- Exercise aim:
Count the lines in the records below that contain the string "swimming", and give only that number.

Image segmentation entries
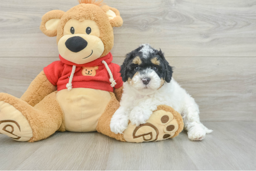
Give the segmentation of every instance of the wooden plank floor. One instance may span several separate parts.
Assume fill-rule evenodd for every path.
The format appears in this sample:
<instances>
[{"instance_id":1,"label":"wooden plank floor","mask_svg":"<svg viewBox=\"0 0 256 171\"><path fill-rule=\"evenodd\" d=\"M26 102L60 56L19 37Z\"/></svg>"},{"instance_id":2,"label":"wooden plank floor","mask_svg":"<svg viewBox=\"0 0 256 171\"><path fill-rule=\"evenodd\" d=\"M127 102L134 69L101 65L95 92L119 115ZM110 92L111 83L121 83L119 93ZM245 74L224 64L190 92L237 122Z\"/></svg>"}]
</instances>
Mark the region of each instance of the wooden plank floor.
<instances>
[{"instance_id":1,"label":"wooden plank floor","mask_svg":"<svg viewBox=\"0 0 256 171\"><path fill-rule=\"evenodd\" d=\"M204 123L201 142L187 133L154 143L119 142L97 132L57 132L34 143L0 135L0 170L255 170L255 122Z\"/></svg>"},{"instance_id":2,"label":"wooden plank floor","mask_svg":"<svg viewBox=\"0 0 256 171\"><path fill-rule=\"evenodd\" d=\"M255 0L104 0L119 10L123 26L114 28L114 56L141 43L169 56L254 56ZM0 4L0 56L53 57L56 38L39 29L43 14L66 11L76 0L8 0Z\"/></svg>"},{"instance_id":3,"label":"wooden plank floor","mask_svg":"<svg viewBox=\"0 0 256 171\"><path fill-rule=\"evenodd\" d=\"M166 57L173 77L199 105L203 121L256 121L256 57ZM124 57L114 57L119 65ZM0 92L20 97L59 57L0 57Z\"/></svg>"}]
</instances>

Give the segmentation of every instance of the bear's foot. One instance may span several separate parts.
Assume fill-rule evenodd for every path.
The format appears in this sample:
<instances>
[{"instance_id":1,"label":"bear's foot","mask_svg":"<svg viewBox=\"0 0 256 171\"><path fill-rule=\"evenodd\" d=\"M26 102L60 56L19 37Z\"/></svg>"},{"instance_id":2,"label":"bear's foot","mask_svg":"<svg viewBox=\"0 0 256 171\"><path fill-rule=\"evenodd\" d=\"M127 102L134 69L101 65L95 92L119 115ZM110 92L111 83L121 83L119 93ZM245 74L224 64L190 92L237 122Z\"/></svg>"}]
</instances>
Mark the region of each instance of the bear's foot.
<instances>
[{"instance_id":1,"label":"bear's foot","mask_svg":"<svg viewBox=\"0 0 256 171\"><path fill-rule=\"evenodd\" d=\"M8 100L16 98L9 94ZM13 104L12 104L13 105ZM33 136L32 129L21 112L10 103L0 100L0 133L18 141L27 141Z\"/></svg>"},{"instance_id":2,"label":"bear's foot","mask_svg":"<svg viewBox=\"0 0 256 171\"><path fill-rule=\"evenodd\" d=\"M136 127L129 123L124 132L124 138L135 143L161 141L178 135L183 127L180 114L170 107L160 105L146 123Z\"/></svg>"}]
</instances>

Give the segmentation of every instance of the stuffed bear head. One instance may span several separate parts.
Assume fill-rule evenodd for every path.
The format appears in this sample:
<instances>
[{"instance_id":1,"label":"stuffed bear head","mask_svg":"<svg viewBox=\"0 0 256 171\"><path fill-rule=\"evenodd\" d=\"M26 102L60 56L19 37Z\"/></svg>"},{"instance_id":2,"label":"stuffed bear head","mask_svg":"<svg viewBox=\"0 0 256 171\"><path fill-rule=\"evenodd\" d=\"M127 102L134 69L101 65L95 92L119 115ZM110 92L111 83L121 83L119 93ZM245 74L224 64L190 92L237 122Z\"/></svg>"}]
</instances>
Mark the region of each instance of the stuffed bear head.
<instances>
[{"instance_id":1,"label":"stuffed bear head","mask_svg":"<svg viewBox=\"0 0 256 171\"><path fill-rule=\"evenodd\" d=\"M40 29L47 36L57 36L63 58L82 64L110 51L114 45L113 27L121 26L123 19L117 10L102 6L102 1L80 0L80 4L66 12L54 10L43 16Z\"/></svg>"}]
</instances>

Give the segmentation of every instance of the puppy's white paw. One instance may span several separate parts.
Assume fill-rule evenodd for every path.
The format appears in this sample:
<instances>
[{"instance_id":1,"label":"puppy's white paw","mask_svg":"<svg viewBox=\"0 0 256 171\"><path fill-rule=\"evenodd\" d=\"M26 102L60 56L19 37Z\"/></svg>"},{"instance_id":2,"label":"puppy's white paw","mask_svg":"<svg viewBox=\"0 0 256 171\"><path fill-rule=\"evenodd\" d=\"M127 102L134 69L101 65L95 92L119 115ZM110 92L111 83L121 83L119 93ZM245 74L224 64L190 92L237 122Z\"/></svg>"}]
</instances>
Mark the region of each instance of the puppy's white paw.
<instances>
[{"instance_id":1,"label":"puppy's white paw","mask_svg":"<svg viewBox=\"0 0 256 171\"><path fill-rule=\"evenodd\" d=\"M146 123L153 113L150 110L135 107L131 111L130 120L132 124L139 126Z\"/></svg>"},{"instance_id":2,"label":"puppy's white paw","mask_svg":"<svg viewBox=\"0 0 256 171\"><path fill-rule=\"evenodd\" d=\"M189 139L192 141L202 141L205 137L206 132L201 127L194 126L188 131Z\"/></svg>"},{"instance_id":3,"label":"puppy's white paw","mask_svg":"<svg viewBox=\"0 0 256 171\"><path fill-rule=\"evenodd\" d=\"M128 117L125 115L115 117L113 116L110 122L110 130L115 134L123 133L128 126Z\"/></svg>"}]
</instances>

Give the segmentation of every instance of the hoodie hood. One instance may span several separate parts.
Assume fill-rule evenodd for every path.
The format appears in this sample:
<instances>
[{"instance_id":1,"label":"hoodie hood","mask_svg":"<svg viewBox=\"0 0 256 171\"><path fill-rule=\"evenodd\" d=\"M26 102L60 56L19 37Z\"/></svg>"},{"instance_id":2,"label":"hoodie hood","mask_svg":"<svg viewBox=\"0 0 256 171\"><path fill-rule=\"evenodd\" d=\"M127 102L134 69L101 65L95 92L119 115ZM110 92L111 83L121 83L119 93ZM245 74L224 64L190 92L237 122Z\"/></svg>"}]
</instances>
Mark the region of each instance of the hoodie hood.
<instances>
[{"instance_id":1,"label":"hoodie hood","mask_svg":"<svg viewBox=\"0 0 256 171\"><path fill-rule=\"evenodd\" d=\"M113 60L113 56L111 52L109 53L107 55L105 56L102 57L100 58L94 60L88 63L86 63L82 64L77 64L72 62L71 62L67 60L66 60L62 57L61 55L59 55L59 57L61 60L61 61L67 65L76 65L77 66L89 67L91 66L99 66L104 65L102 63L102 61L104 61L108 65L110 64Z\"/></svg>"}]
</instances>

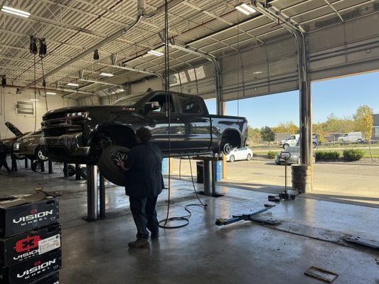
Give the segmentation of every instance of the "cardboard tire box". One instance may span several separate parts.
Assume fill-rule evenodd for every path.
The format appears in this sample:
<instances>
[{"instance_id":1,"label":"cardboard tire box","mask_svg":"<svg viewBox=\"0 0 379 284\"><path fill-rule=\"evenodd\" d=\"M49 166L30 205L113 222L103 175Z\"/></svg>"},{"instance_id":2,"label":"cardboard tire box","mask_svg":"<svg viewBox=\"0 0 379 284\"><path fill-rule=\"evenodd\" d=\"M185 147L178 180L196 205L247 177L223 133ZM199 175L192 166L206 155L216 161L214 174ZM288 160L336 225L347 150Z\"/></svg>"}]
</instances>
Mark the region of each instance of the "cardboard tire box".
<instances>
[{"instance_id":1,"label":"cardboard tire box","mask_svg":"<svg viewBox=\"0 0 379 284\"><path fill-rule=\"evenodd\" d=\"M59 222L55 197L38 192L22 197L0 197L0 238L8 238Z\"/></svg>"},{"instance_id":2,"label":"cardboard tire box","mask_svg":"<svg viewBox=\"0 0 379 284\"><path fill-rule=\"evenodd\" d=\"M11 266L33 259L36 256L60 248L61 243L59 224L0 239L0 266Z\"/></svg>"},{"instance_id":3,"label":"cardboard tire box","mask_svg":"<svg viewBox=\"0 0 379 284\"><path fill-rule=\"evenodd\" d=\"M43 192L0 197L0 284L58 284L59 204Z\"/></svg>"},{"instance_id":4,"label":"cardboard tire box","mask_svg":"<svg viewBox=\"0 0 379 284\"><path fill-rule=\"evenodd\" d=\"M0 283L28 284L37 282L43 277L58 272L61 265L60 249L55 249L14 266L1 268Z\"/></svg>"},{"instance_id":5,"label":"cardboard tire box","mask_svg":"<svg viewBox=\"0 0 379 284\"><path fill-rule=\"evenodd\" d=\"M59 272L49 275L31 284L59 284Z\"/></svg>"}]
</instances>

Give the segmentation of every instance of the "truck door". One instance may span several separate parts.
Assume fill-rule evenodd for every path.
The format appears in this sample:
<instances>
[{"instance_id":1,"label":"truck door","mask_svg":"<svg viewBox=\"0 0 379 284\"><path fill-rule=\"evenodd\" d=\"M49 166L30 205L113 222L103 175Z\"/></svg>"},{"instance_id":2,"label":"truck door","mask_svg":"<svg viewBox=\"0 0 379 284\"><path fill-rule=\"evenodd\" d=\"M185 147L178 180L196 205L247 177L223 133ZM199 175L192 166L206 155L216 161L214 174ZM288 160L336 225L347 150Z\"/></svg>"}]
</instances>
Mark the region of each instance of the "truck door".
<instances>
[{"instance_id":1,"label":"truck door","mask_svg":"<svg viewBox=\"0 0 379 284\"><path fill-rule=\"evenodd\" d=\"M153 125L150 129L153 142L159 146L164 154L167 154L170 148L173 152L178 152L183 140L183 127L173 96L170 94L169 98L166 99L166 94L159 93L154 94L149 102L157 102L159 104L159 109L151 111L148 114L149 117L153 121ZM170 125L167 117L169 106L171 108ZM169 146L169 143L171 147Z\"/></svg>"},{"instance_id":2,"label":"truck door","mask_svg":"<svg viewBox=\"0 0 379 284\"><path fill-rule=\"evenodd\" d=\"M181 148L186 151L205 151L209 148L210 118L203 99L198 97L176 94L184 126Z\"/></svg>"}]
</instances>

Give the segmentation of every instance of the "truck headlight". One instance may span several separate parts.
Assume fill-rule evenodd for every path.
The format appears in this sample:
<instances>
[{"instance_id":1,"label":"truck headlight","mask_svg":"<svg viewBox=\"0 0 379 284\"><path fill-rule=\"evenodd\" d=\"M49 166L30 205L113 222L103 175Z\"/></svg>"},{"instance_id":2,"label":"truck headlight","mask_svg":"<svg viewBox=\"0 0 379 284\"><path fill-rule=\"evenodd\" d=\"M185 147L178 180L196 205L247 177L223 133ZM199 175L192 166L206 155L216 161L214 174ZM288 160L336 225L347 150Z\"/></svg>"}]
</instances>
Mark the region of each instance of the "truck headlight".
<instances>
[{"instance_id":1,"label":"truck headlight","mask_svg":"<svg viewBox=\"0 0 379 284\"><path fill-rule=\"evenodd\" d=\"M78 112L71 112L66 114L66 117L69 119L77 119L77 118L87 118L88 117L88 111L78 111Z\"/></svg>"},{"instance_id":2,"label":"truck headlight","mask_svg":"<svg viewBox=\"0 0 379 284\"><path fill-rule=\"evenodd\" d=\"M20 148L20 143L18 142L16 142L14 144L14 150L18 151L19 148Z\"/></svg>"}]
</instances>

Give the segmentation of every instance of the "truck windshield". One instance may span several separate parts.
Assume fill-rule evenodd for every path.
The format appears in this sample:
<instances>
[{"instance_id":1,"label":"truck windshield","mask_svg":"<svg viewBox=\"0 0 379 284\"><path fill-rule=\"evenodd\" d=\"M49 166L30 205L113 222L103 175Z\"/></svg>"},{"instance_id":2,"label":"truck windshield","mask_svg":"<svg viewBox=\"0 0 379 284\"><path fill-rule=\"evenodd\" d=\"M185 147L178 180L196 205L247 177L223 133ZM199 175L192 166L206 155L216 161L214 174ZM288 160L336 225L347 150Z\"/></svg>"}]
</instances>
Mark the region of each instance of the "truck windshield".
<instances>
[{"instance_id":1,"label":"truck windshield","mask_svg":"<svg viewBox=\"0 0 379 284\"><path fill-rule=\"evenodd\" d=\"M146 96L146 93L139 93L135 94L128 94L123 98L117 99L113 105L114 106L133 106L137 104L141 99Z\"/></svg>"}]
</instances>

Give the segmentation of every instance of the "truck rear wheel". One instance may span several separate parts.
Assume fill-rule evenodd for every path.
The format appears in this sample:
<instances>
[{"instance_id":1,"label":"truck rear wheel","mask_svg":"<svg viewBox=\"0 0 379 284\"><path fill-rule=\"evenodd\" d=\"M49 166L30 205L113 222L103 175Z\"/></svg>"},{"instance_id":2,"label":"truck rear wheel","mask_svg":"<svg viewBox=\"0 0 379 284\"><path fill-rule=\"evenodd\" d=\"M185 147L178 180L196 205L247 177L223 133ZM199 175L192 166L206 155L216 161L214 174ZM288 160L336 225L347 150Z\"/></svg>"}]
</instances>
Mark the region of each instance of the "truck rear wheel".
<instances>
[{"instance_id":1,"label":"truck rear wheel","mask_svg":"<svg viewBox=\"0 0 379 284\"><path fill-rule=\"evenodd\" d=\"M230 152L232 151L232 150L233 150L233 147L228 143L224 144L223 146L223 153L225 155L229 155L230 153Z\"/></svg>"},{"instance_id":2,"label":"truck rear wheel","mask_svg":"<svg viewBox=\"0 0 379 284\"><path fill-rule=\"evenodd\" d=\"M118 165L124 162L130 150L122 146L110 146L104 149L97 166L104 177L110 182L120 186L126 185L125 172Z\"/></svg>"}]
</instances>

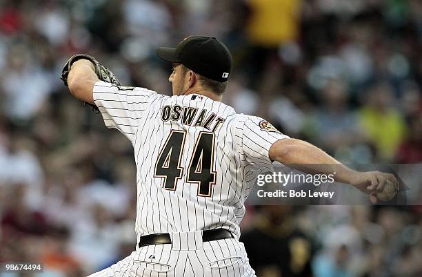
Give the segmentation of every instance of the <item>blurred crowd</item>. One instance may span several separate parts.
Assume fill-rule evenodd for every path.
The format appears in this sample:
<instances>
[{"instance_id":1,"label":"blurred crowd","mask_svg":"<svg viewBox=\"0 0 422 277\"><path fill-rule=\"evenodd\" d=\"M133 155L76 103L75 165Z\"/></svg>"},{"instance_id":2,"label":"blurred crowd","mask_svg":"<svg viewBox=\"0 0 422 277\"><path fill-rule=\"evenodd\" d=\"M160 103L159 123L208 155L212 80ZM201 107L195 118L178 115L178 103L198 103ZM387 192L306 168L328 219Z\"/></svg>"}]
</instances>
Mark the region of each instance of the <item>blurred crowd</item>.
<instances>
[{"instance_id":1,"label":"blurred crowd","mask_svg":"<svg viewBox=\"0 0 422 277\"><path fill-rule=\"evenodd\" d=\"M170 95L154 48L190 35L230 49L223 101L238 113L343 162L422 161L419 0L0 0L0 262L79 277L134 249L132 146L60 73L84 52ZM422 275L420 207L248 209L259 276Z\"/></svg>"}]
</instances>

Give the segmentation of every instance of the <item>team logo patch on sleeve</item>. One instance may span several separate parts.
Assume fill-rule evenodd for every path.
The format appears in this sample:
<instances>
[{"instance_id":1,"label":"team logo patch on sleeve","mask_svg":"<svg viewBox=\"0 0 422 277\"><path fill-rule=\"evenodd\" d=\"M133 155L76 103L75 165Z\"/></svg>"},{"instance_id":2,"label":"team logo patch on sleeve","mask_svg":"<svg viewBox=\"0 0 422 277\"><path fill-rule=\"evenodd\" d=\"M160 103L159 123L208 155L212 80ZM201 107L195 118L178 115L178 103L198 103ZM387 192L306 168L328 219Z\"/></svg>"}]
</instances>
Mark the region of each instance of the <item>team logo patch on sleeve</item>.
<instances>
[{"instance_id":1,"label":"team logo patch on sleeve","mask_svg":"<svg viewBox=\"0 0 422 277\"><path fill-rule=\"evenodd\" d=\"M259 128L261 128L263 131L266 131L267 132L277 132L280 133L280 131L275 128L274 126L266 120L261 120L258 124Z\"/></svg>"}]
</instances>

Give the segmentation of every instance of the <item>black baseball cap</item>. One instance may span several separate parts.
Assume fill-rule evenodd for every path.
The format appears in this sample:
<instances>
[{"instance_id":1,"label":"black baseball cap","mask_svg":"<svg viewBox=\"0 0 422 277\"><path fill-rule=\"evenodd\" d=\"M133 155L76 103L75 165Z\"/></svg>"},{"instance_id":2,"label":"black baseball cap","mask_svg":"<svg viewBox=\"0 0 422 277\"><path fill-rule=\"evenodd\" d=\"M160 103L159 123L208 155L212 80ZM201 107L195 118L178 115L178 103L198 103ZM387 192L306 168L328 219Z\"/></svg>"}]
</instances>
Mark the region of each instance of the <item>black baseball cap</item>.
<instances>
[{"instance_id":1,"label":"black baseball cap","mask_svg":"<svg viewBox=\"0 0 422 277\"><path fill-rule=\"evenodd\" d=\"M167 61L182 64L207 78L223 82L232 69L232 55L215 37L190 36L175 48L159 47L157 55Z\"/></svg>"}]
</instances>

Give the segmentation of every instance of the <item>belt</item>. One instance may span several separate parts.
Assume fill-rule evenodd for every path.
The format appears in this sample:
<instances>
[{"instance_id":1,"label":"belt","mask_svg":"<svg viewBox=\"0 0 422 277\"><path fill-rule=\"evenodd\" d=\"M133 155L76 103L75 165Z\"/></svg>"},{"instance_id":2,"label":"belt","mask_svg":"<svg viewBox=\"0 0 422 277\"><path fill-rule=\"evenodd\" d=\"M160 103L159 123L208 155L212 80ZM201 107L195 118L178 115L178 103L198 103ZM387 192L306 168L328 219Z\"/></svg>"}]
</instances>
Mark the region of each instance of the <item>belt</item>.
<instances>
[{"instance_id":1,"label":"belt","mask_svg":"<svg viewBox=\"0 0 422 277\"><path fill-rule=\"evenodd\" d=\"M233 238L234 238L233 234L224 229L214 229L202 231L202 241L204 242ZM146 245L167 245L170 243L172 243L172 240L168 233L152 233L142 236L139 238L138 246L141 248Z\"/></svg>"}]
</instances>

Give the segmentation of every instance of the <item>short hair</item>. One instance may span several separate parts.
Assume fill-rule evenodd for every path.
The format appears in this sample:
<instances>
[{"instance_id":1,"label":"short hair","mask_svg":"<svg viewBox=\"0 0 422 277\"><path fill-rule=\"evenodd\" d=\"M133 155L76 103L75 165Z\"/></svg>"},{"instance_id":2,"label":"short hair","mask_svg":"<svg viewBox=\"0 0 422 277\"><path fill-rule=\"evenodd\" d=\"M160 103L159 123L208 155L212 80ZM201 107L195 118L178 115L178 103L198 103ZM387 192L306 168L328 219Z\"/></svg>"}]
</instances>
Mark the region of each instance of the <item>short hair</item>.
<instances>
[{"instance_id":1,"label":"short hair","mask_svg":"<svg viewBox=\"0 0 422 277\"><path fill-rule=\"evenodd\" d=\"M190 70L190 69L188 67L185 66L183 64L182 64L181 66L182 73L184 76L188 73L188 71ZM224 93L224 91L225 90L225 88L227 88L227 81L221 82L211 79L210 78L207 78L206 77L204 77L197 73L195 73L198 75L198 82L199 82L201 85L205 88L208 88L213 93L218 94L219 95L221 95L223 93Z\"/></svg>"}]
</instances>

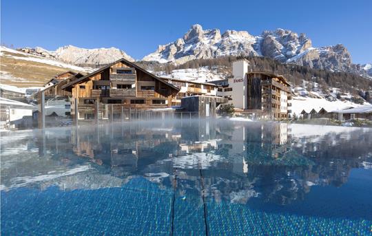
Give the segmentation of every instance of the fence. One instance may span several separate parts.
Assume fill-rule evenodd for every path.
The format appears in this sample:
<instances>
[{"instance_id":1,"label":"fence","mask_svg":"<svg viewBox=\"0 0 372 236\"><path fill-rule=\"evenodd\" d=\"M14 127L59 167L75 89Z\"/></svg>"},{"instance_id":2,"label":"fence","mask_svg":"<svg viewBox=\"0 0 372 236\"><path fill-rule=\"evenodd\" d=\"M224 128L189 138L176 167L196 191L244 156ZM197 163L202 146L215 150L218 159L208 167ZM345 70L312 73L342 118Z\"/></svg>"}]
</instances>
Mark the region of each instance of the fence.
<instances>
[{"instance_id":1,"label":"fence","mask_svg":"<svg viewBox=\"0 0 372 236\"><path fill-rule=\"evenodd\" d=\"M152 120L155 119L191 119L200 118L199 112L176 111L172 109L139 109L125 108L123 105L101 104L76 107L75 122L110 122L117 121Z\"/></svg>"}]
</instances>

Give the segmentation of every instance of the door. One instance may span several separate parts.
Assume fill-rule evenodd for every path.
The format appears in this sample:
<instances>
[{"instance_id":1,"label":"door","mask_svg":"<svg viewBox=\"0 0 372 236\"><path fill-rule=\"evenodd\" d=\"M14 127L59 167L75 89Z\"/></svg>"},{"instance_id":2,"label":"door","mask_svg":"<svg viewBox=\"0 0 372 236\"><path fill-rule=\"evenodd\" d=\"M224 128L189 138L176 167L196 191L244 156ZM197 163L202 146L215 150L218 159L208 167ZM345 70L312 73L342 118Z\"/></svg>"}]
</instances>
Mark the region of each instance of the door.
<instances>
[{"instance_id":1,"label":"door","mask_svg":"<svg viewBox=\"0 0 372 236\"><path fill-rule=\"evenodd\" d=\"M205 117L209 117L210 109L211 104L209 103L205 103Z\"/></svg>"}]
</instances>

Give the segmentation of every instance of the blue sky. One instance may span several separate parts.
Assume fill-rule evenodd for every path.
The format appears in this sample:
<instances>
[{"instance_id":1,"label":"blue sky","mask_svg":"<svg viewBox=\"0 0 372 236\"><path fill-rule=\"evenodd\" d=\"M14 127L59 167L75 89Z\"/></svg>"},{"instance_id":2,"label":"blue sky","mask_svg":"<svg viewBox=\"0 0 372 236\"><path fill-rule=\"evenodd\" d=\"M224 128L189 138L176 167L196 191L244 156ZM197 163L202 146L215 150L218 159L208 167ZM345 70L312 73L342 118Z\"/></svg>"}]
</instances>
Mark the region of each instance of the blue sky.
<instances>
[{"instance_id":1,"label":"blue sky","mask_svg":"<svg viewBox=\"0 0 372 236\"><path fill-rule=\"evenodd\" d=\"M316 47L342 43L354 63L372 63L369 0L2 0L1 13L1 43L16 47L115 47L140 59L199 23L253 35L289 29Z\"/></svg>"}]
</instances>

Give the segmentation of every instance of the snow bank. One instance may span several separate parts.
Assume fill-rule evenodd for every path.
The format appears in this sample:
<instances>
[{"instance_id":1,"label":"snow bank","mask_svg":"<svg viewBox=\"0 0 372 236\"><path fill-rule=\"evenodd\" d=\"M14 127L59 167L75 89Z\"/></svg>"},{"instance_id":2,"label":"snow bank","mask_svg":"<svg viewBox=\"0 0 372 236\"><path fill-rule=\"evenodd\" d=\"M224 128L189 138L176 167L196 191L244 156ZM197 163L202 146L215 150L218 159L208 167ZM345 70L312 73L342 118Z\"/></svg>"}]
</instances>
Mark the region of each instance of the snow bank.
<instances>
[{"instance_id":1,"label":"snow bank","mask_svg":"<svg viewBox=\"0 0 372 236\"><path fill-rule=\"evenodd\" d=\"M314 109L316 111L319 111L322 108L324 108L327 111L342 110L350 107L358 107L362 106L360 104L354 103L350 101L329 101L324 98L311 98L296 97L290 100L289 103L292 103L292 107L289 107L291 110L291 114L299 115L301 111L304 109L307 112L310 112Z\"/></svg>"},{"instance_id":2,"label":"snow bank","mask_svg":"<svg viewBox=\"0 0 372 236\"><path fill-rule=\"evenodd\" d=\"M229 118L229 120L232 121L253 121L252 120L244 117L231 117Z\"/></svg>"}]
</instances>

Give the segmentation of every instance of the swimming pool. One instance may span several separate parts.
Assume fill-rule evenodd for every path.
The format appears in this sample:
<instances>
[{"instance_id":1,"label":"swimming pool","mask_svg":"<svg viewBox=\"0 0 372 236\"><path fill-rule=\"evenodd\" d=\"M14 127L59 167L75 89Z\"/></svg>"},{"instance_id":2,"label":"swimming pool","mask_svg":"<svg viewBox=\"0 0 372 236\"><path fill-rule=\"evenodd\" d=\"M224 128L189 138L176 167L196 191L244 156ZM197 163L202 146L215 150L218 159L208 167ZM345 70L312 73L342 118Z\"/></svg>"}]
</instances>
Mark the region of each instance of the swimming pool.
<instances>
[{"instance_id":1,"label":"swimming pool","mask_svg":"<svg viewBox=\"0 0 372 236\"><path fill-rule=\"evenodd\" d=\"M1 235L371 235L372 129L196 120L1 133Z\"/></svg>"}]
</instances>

- Output below:
4